**Extract**
▼

‘The Flash’ 2.23 Recap: “You’re Almost Ready”

How does one recap the plot of an hour of television that makes no sense on any level? That’s the challenge I face in describing the Season 2 finale of ‘The Flash’.

This episode isn’t just confusing. It actively scorns any attempt to find logic or coherence in it. It dares you to pretend to understand what’s happening, and then laughs in your face for trying. The best I can do here is list out the plot points as they happen. Finding meaning in them…? Yeah, good luck with that.

Barry’s dad is dead. Zoom fisted him through the chest, which sounds like an unpleasant way to go. As his body drops to the floor, Zoom taunts Barry, “I told you family was a weakness.” Then he plays Emperor Palpatine and tries to lure Barry to the Dark Side by encouraging him to give in to his anger.

Enraged, Barry chases Zoom through the city. At a certain point, they get separated and a second Zoom pops in from out of nowhere to run next to the first one, which indicates that he has time traveled.

▲

Dataset lines
▼

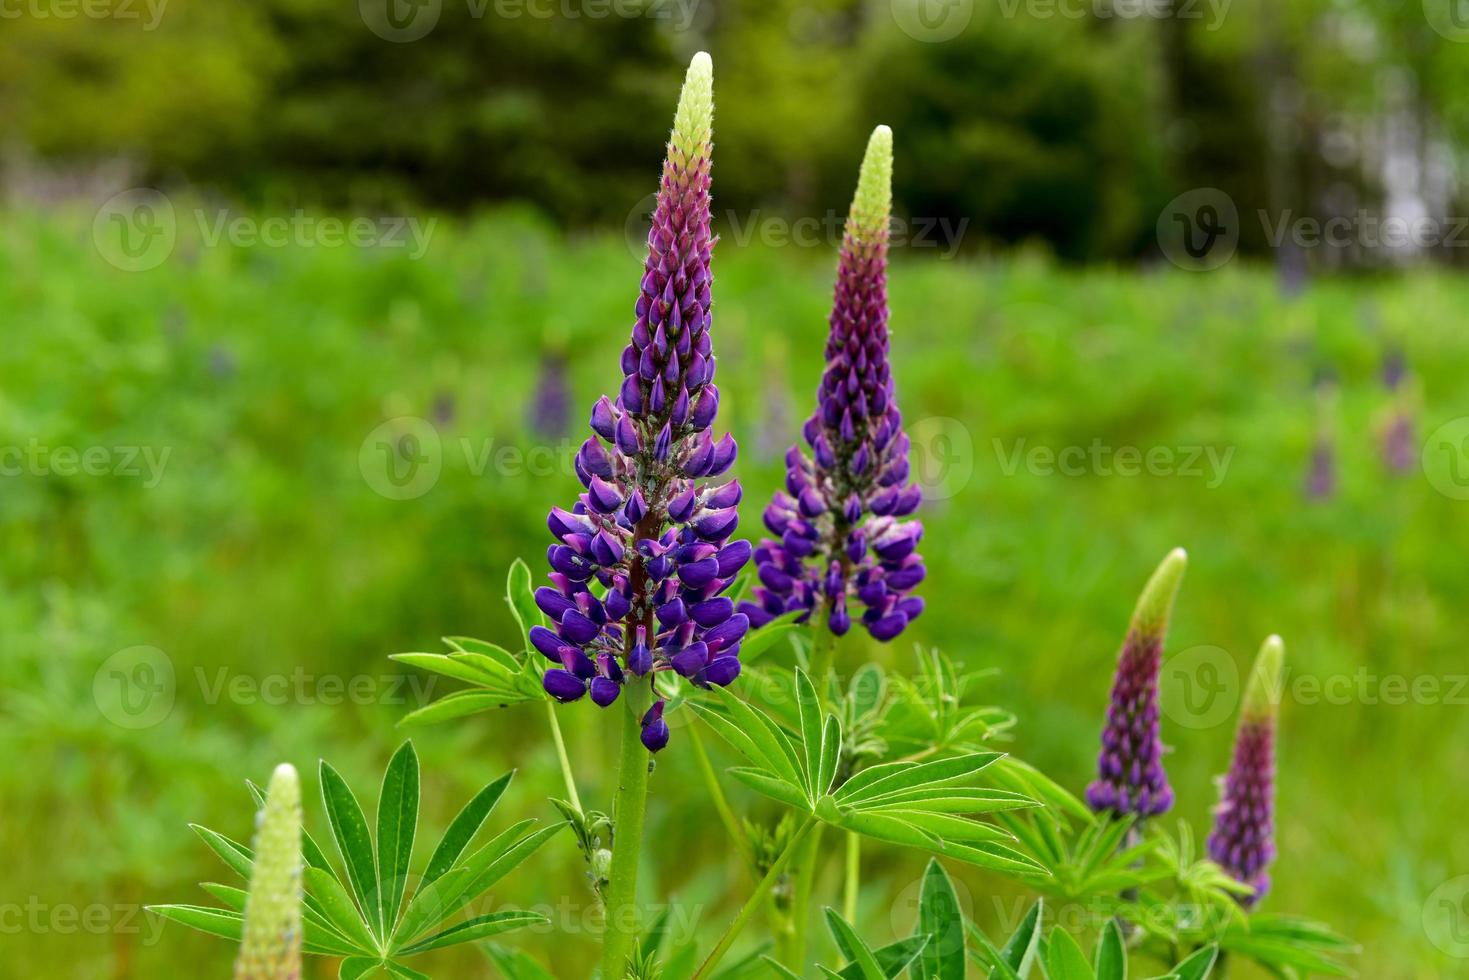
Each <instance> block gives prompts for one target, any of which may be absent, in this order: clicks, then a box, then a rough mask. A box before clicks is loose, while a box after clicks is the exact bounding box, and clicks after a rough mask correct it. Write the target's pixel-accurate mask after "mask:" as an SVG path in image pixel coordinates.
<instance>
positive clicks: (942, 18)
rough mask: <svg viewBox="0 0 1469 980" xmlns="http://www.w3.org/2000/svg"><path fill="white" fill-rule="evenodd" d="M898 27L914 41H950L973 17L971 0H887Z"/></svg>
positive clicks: (955, 35)
mask: <svg viewBox="0 0 1469 980" xmlns="http://www.w3.org/2000/svg"><path fill="white" fill-rule="evenodd" d="M889 1H890V3H892V9H893V21H895V22H896V24H898V29H900V31H902V32H903V34H906V35H908V37H911V38H912V40H915V41H924V43H927V44H940V43H943V41H950V40H953V38H956V37H959V35H961V34H962V32H964V28H967V26H970V21H971V19H974V0H889Z"/></svg>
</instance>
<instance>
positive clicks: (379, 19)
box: [357, 0, 444, 44]
mask: <svg viewBox="0 0 1469 980" xmlns="http://www.w3.org/2000/svg"><path fill="white" fill-rule="evenodd" d="M357 12H358V13H360V15H361V19H363V24H366V25H367V29H369V31H372V32H373V34H376V35H378V37H380V38H382V40H383V41H392V43H395V44H407V43H408V41H417V40H420V38H423V37H426V35H427V32H429V31H432V29H433V28H435V26H438V24H439V15H441V13H442V12H444V0H357Z"/></svg>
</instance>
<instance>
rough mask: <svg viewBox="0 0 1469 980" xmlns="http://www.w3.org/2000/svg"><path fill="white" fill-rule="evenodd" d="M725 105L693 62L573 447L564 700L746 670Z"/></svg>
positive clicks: (541, 597)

▲

**Requirement A**
Please decide whether each statement agrees with the recap, answering yes or no and quoting the deciding words: (i) Zoom kills Barry's dad by putting a fist through his chest. (ii) The episode covered is the Season 3 premiere. (iii) Barry lets Zoom go rather than chasing him.
**Requirement B**
In the recap, what does Zoom say to Barry as his father's body drops to the floor?
Rely on the recap alone when answering.

**Your response A**
(i) Yes: "Zoom fisted him through the chest"
(ii) No: "the Season 2 finale of ‘The Flash’"
(iii) No: "Enraged, Barry chases Zoom through the city."

**Your response B**
"I told you family was a weakness."